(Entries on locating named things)
-- begin --
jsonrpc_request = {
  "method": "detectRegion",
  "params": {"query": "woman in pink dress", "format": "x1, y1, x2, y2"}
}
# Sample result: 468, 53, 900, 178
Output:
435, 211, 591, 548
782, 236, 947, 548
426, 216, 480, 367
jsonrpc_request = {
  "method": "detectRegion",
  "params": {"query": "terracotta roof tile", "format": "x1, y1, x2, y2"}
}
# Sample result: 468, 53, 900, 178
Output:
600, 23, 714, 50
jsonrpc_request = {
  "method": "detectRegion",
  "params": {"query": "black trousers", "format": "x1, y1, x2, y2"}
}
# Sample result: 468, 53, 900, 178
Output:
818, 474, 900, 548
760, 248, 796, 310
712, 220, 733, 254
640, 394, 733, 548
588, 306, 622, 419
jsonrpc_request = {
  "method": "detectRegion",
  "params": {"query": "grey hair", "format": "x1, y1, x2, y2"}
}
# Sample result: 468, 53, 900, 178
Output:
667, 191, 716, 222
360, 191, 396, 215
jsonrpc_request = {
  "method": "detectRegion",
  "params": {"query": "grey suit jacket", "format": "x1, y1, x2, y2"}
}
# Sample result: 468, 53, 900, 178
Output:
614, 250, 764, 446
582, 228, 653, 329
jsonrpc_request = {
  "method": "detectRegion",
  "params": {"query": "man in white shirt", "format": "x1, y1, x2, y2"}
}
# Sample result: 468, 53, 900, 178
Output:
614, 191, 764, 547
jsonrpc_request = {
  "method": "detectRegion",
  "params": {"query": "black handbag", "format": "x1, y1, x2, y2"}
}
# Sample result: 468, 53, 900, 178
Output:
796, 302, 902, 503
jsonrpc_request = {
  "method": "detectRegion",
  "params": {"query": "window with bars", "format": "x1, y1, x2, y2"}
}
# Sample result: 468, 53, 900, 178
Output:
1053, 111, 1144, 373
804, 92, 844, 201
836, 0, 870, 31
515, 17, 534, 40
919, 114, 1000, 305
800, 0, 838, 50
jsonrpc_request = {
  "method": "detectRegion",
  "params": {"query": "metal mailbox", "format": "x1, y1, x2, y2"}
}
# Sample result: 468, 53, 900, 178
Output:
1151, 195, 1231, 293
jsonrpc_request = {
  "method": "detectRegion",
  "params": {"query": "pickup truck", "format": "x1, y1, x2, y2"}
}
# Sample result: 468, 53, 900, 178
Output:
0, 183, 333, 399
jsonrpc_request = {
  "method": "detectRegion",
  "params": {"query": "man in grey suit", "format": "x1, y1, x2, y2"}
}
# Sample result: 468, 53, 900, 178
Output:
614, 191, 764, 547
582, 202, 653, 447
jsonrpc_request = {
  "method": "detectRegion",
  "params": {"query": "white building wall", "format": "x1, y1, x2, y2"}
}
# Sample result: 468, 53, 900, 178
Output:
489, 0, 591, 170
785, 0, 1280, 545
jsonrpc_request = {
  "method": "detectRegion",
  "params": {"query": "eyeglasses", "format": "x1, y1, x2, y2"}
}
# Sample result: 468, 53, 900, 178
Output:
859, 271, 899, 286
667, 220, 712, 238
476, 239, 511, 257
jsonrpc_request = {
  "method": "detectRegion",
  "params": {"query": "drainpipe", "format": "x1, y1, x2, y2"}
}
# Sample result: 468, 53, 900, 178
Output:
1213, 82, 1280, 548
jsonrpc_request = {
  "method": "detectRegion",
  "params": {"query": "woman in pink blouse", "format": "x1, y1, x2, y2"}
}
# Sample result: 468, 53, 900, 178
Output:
-- end --
Directive
Rewrite all of the entries above as a numbered list with one line per item, and omit any blank lines.

Answer
1. jsonrpc_request = {
2.   "method": "detectRegion",
3.   "params": {"query": "woman in pink dress", "format": "x1, y1, x2, y2"}
4. }
5. # Sample result: 468, 53, 900, 178
6. Output:
7. 435, 211, 591, 548
8. 782, 236, 947, 548
9. 426, 216, 480, 367
10. jsonrpc_request = {
11.   "method": "detectRegion",
12.   "params": {"query": "terracotta roof tile", "format": "x1, y1, x2, y2"}
13. }
14. # Sample result: 468, 53, 900, 178
15. Output:
16. 600, 23, 714, 50
17. jsonrpc_request = {
18.   "method": "detectRegion",
19.   "params": {"query": "black trousers", "format": "x1, y1, x2, y2"}
20. }
21. # Sample result: 468, 53, 900, 178
22. Output:
23. 818, 474, 900, 548
24. 760, 248, 796, 310
25. 712, 220, 733, 254
26. 640, 394, 733, 548
27. 588, 306, 622, 419
28. jsonrpc_request = {
29.   "method": "detectRegion",
30.   "params": {"query": "grey hair", "format": "x1, y1, x2, y2"}
31. }
32. # Sample result: 468, 53, 900, 178
33. Output:
34. 667, 191, 716, 222
35. 360, 191, 396, 215
36. jsonrpc_request = {
37.   "method": "detectRegion",
38.   "params": {"query": "grey suit jacket", "format": "x1, y1, x2, y2"}
39. }
40. # Sample result: 468, 53, 900, 178
41. Output:
42. 614, 250, 764, 446
43. 582, 228, 653, 329
44. jsonrpc_request = {
45.   "method": "detectRegion",
46.   "params": {"query": "man in white shirt", "format": "x1, y1, x2, y2"}
47. }
48. # Sample result: 468, 53, 900, 178
49. Output:
50. 614, 191, 764, 547
51. jsonrpc_request = {
52.   "method": "detectRegion",
53.   "params": {"query": "black handbag", "format": "x1, y1, x2, y2"}
54. }
55. # Sample result: 468, 53, 900, 178
56. Output:
57. 796, 302, 902, 503
58. jsonrpc_request = {
59.   "method": "detectRegion",
60.   "params": {"query": "window with bars", "format": "x1, y1, x2, y2"}
61. }
62. # Sample result: 468, 53, 900, 178
63. Output:
64. 1053, 111, 1144, 373
65. 804, 92, 844, 201
66. 836, 0, 870, 31
67. 515, 17, 534, 40
68. 919, 114, 1000, 305
69. 800, 0, 838, 50
70. jsonrpc_request = {
71.   "method": "detectRegion",
72.   "params": {"query": "metal mailbox", "format": "x1, y1, x2, y2"}
73. }
74. # Sample result: 468, 53, 900, 178
75. Output:
76. 1151, 195, 1231, 293
77. jsonrpc_request = {
78.   "method": "detectRegion",
79.   "params": {"query": "pickup truck", "format": "x1, y1, x2, y2"}
80. }
81. # Sample result: 468, 53, 900, 178
82. Output:
83. 0, 183, 333, 399
84. jsonrpc_request = {
85.   "method": "detectRegion",
86.   "params": {"query": "man in grey suit", "format": "x1, y1, x2, y2"}
87. }
88. # Sample result: 468, 53, 900, 178
89. Output:
90. 614, 191, 764, 547
91. 582, 202, 653, 447
92. jsonrpc_request = {
93.   "method": "detectRegion",
94.   "params": {"query": "white building wall", "format": "x1, y1, x2, y2"}
95. }
96. # Sample result: 468, 53, 900, 178
97. Output:
98. 489, 0, 591, 170
99. 785, 0, 1280, 545
100. jsonrpc_request = {
101.   "method": "detectRegion",
102.   "params": {"query": "eyeglasses", "format": "x1, y1, x2, y2"}
103. }
104. # Sample result: 468, 53, 900, 178
105. Output:
106. 859, 271, 899, 286
107. 667, 220, 712, 238
108. 476, 239, 511, 257
109. jsonrpc_request = {
110.   "method": "detectRegion",
111.   "params": {"query": "drainpipe", "format": "x1, y1, x2, y2"}
112. }
113. # Sample result: 468, 53, 900, 178
114. Output:
115. 1213, 82, 1280, 548
116. jsonrpc_request = {
117.   "method": "detectRegion",
118.   "params": {"query": "woman in pink blouse", "format": "x1, y1, x2, y2"}
119. }
120. # Sample result: 468, 53, 900, 178
121. Output:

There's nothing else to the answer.